> [Exercise]: Print every row below verbatim, preserving its line breaks, spacing, and punctuation.
═══
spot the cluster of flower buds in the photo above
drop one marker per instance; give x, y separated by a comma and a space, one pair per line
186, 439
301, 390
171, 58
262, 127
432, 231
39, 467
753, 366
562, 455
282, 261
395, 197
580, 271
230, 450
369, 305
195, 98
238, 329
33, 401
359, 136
═══
> [Full solution]:
spot the cluster of flower buds in the photo above
drop one marker per instance; give x, y separated by a comma and a space, one pair per line
186, 439
301, 390
171, 58
262, 127
432, 231
39, 467
753, 366
562, 455
282, 261
395, 197
580, 271
230, 450
369, 305
195, 98
238, 329
33, 401
359, 136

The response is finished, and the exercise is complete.